- [Document excerpt]:
Mary Wynne Warner (22 June 1932 – 1 April 1998) was a Welsh mathematician, specializing in fuzzy mathematics. Her obituary in the Bulletin of the London Mathematical Society noted that fuzzy topology was "the field in which she was one of the pioneers and recognized as one of the leading figures for the past thirty years."

Early life and education
Mary Wynne Davies was born in Carmarthen, Wales, the elder daughter of Sydney and Esther Davies. She was raised at Llandovery, where her father was a schoolmaster. She was educated at Howell's Boarding School in Denbigh.

She won a scholarship to study at Somerville College, Oxford, where she concentrated on topology in her mathematical studies with Henry Whitehead, earning a second-class degree in 1953. She earned her doctorate at the University of Warsaw, with a dissertation titled "The Homology of Cartesian Product Spaces" (1966).

Career
Mary Wynne Warner's career was shaped by her husband's diplomatic assignments. She did research in Beijing, where her husband was posted. In Rangoon, another diplomatic posting, she taught higher mathematics. For a while in the 1970s, she held teaching appointments at two universities in Kuala Lumpur. During extended stays in England, she taught at the City University London, where she finally became a professor in 1996.

- [Short task]:
From the Mary Wynne Warner biography, list every school or university where she was a student. Work only from the biography above.

- [Given information]:
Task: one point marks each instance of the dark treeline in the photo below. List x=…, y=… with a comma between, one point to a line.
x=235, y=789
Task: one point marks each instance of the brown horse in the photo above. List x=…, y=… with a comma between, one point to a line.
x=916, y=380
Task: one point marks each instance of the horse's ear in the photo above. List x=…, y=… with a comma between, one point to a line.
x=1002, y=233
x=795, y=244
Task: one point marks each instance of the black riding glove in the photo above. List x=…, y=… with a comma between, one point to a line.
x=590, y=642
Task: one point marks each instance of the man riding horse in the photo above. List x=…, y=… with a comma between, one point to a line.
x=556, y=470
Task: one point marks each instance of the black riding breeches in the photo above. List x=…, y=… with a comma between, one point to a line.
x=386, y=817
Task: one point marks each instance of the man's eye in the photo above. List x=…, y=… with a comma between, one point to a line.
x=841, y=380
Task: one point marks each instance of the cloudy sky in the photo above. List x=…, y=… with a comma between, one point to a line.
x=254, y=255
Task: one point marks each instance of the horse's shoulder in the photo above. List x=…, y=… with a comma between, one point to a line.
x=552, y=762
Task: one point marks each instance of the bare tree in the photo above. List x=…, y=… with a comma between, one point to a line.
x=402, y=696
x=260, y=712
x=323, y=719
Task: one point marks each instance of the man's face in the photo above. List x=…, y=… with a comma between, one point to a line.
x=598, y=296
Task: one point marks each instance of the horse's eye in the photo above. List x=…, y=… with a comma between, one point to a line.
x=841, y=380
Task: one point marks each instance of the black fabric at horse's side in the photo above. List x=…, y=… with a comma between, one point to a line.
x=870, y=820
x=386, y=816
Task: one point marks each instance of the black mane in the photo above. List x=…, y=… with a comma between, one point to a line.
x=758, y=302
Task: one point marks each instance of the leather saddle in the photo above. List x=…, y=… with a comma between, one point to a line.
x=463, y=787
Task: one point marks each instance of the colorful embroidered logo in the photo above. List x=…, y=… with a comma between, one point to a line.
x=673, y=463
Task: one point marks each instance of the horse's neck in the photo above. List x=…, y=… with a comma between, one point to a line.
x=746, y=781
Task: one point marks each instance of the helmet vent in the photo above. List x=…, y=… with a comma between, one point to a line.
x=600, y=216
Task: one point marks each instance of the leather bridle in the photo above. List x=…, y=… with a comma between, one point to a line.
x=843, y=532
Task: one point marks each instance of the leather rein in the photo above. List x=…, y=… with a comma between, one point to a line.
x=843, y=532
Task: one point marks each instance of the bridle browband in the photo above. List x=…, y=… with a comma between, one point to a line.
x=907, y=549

...

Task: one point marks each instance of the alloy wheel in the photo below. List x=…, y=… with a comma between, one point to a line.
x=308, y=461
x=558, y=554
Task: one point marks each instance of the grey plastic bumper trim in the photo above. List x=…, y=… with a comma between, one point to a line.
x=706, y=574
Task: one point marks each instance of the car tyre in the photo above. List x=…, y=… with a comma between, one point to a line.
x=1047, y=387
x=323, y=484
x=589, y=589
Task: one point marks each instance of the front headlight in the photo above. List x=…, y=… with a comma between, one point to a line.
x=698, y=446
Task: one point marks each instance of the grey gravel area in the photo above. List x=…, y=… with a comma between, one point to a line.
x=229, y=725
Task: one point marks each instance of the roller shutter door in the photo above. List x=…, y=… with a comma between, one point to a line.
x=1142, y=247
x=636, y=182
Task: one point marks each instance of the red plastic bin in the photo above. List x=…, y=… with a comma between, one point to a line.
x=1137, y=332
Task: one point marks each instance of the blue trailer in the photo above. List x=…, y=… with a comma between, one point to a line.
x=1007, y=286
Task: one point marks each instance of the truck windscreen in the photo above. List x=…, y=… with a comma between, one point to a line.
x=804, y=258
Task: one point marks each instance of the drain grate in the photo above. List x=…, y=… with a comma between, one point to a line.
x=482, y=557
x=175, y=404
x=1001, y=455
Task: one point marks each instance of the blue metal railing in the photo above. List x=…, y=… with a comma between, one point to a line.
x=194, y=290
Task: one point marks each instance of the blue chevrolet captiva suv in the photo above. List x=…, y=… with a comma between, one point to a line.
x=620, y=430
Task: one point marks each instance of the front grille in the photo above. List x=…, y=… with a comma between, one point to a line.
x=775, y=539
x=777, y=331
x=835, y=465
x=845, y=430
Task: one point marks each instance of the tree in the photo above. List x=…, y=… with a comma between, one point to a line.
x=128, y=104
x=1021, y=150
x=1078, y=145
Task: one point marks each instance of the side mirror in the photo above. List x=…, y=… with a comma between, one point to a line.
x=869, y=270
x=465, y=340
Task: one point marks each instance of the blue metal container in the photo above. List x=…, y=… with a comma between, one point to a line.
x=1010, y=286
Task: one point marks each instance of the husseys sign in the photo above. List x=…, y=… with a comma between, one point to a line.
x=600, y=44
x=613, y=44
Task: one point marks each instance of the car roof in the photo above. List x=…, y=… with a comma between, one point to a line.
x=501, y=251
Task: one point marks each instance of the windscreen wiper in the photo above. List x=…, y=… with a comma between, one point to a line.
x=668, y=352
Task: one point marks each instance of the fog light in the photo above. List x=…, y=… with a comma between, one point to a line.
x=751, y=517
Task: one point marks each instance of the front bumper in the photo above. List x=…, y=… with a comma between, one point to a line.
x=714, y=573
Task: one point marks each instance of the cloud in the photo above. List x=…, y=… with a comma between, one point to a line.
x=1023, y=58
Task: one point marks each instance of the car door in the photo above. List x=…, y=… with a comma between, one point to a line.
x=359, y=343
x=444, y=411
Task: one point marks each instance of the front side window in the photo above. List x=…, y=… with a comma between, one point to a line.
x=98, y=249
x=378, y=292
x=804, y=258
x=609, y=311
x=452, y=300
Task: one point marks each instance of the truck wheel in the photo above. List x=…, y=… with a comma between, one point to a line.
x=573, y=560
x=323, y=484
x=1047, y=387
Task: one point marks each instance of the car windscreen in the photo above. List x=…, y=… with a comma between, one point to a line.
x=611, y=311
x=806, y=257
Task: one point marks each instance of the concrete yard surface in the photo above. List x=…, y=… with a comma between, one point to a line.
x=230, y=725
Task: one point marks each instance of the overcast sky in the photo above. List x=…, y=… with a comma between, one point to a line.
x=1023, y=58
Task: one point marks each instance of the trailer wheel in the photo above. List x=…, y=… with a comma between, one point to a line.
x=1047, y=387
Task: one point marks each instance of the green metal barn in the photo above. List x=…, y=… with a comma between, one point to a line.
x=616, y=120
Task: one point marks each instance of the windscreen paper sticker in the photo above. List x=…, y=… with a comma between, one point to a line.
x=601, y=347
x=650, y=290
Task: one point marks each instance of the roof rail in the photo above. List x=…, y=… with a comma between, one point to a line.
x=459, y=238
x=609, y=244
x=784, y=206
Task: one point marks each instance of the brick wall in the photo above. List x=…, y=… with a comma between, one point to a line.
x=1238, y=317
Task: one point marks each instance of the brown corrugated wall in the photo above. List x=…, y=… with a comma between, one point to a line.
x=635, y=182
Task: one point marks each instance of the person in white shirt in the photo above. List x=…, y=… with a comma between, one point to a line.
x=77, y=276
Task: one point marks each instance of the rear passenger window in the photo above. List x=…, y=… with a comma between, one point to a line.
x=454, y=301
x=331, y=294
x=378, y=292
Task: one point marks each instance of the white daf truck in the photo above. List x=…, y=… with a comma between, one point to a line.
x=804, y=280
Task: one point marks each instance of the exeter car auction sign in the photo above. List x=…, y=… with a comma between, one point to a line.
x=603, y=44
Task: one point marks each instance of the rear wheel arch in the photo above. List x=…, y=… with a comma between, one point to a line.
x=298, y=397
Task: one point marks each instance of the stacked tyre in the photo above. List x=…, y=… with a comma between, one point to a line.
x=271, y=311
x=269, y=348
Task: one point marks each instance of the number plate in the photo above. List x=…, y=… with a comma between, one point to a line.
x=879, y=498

- [Output for this task]:
Howell's Boarding School in Denbigh; Somerville College, Oxford; University of Warsaw